**Data items:**
☆ ☆ ☆ ☆ ☆ ☆ ☆
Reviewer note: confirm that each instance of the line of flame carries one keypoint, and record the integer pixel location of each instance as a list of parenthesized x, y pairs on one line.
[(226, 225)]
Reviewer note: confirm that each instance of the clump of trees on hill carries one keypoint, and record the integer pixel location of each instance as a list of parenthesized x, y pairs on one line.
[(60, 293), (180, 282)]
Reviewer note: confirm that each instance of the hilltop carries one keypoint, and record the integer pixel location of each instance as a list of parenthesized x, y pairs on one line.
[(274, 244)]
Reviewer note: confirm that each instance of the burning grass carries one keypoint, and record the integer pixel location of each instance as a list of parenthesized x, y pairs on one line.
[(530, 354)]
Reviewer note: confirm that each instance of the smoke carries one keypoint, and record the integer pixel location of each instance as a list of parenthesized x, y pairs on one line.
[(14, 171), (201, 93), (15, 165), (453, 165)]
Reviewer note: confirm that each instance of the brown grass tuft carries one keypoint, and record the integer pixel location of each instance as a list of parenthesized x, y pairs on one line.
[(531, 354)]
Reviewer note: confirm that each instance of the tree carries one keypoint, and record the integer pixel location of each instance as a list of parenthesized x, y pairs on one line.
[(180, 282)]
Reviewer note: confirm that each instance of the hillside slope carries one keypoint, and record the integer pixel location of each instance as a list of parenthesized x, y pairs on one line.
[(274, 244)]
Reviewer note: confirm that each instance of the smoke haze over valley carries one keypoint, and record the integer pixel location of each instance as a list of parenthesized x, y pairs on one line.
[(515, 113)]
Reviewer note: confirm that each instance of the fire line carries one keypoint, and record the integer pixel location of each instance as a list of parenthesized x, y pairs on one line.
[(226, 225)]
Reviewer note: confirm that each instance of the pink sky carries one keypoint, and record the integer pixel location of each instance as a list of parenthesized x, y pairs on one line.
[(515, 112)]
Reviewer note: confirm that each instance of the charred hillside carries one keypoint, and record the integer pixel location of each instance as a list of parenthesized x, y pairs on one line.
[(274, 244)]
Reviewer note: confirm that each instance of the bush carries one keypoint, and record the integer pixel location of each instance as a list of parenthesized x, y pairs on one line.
☆ ☆ ☆ ☆ ☆ ☆ ☆
**Problem description:** What is needed is an exact restatement of every record above.

**Answer to this exercise:**
Reviewer note: confirm that each instance of the line of flame carries one keypoint, and record the integer pixel location of each instance as a list of parenthesized x, y pairs on one line.
[(226, 225)]
Reviewer note: confirm that each instance of the clump of trees on hill carries one keypoint, and record the integer pixel location of each instance as a list of parenthesized x, y pairs on one line.
[(60, 293), (180, 282)]
Reviewer note: confirm that each instance of the hilltop carries one keypoint, and record the integer pixel location of each instance as a list of parenthesized x, y pairs on one line.
[(274, 244)]
Reviewer note: confirm that each instance of the burning grass carries one keypoint, and record the integer pixel location of each instance as a list of parenthesized x, y pairs on one line.
[(530, 354)]
Reviewer note: confirm that each instance of the smoke carries one keypoint, and record the integer pixel location of each instance as a list of parenthesized x, y pairs on one line.
[(14, 171), (201, 93), (15, 165), (453, 165)]
Reviewer note: confirm that each instance of the brown grass tuft carries one keypoint, and record the integer pixel location of each instance as a list of parenthesized x, y pairs on one line.
[(531, 354)]
Reviewer note: confirm that each instance of the tree carries one keypoint, and record the integer pixel location of each instance as a list of parenthesized x, y pairs on one line.
[(180, 282)]
Reviewer note: confirm that each instance of the hillside slope carries one keypoint, and record the integer pixel location of each instance as a list of parenthesized x, y pairs on one line.
[(274, 244)]
Reviewer note: confirm that each instance of the smoke haze over valley carries one keypoint, and record the integer pixel location of each instance as a list of parenthesized x, y pairs on one line.
[(515, 113)]
Reviewer note: confirm that each instance of the fire line carries one keypoint, and record the integer pixel location of each instance as a list of parenthesized x, y pairs on one line.
[(226, 225)]
Reviewer note: confirm that each instance of the pink sky carries one keypoint, and record the integer pixel location of each instance as a list of parenthesized x, y pairs on one line.
[(515, 112)]
Reviewer note: confirm that each instance of the charred hillside carries one keypoint, and record the integer pixel location of each instance as a list of parenthesized x, y pairs on one line.
[(274, 244)]
Reviewer note: confirm that each instance of the bush carries one keypoint, and record the integer pixel location of each instance as a list of parenthesized x, y pairs on one line.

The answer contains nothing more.